- **Short task**: Turn the stretch of rows below, from the line containing "the wooden chair" through the end of the rows, into a numbered list with no blank lines.

■ ■ ■ ■ ■

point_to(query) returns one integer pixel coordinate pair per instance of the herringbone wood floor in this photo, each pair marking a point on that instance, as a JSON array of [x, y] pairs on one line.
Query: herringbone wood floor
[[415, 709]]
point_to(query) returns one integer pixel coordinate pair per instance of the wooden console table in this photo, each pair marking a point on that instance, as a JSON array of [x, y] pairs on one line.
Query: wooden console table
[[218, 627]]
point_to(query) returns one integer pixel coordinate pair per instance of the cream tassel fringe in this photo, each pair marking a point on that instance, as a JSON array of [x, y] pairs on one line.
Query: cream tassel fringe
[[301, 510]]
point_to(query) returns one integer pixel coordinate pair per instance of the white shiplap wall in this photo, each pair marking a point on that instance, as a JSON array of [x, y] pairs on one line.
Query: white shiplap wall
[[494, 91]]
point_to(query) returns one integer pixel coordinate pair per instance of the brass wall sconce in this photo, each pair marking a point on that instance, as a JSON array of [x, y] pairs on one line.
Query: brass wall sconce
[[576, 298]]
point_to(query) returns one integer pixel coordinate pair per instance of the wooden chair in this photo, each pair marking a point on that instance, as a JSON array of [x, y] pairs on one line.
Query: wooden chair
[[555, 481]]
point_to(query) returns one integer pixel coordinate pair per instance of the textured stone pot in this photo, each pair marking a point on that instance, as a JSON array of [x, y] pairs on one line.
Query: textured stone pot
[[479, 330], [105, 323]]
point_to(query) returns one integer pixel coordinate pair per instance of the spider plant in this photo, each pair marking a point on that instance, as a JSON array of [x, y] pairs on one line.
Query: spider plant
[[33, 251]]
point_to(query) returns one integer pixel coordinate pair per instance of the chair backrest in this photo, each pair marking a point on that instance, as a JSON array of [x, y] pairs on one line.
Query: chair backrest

■ ■ ■ ■ ■

- **Written reply**:
1. point_to(query) returns one integer pixel coordinate pair per instance of the wooden chair in this photo, each pair marking a point on that instance, as a JSON array of [x, y] pairs on one line.
2. Query: wooden chair
3. [[555, 481]]
4. point_to(query) returns one integer pixel coordinate pair per instance of the textured stone pot in this photo, each pair marking a point on that instance, as a JSON array of [x, y] pairs on one line.
5. Query: textured stone pot
6. [[479, 330], [105, 323]]
7. point_to(query) returns one integer pixel coordinate pair per instance of the spider plant in this photo, each pair marking a point on that instance, as a JSON array of [x, y] pairs on one line.
8. Query: spider plant
9. [[33, 251]]
10. point_to(query) returns one integer pixel coordinate pair per instance of the chair backrest in this photo, each pair marking a point on that instance, as a JSON array of [x, y] pairs on one line.
11. Query: chair backrest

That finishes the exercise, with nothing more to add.